* _QUESTIONS TO ANSWER_
**A)** Copy the bed-rest blog post again, beginning at the words "Are You Scared" and stopping after "face and arms.", but swap "stuffed animal" for "teddy bear".
**B)** List every item that the bed-rest blog post says arrived for the writer in the mail.

* _READING PASSAGE_
Tuesday, March 16, 2010

Are You Scared of the Dark?

Yesterday was the first real day of me being here doing the "modified bed-rest" thing. On the whole it was a long day, kind of felt like work in itself. Probably the most productive thing I did was to almost finish baby's stuffed animal I'm making for him. Here is the little fellow sitting on my lap already befriending Baby. He still needs a face and arms.


Maybe I will finish him properly today. Or make him a sweater :) I also thought about making brownies for Jon, but that thought soon passed. Good thing too because I had two of the sweetest surprises come for me in the mail. One was a giant tin of brownies! Sent from two of my favorite New Yorkers. Delicious. The other surprise arrived from Chicago. An adorable little brown sleeper suit for Baby and just a sweet sweet card from the first of my friends to have a baby (who is now 2!) These gifts were so out of the blue, it felt like getting big hugs from all over. Hugs which I so needed.

As I neared the end of the day things sort of tensed up for me. I got a call from my doctor saying my blood levels were low, meaning it isn't at a therapeutic range to treat and stabalize my unfriendly clot. So she has doubled my dosage of heparin to 30,000 units every 12 hours. Which basically means I need to do 3 of these ugly shots every 12 hours. That's a lot of tummy stabs.

Recorded data

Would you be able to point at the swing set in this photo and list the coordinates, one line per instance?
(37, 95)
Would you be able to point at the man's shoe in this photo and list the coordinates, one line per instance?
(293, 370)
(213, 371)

* _EXPECTED OUTPUTS_
**A)**
Are You Scared of the Dark?

Yesterday was the first real day of me being here doing the "modified bed-rest" thing. On the whole it was a long day, kind of felt like work in itself. Probably the most productive thing I did was to almost finish baby's teddy bear I'm making for him. Here is the little fellow sitting on my lap already befriending Baby. He still needs a face and arms.

**B)**
- A giant tin of brownies
- An adorable little brown sleeper suit for Baby
- A sweet card